● **The request**
Retype all of the material below without any changes, but omit the pictures.

>> Start Data for processing

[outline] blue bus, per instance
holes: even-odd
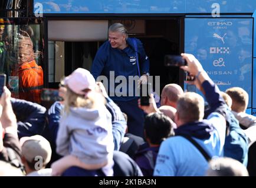
[[[192,53],[221,90],[244,88],[250,97],[247,112],[256,114],[256,1],[35,0],[2,4],[0,25],[5,25],[5,31],[1,40],[8,36],[11,45],[6,55],[9,60],[5,57],[4,61],[15,64],[18,32],[31,34],[39,55],[37,63],[44,70],[44,87],[57,88],[63,76],[78,67],[90,70],[97,50],[107,39],[108,27],[121,22],[131,36],[143,42],[150,58],[150,74],[160,76],[161,89],[176,83],[185,90],[198,92],[184,83],[183,72],[178,68],[163,63],[166,55]],[[9,76],[10,82],[14,76]]]

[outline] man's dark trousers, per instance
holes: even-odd
[[[129,101],[114,102],[127,116],[128,132],[144,137],[145,115],[143,111],[139,108],[138,99],[139,98],[136,98]]]

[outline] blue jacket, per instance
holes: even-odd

>> End Data for processing

● **Reply**
[outline] blue bus, per instance
holes: even-odd
[[[192,53],[221,90],[244,88],[250,97],[247,112],[256,114],[256,1],[35,0],[2,4],[0,25],[5,25],[5,31],[1,40],[8,36],[11,45],[6,55],[9,60],[5,57],[4,61],[15,64],[18,32],[31,34],[39,55],[37,63],[44,70],[44,87],[57,88],[63,76],[78,67],[90,70],[97,50],[107,39],[108,27],[121,22],[131,36],[143,42],[150,58],[150,74],[160,76],[161,89],[176,83],[185,90],[198,92],[184,83],[183,72],[178,68],[163,63],[166,55]],[[9,76],[10,82],[14,76]]]

[outline] man's dark trousers, per instance
holes: even-odd
[[[129,101],[114,102],[127,116],[128,132],[144,137],[145,115],[143,111],[139,108],[138,99],[139,98],[136,98]]]

[outline] blue jacket, per instance
holes: even-odd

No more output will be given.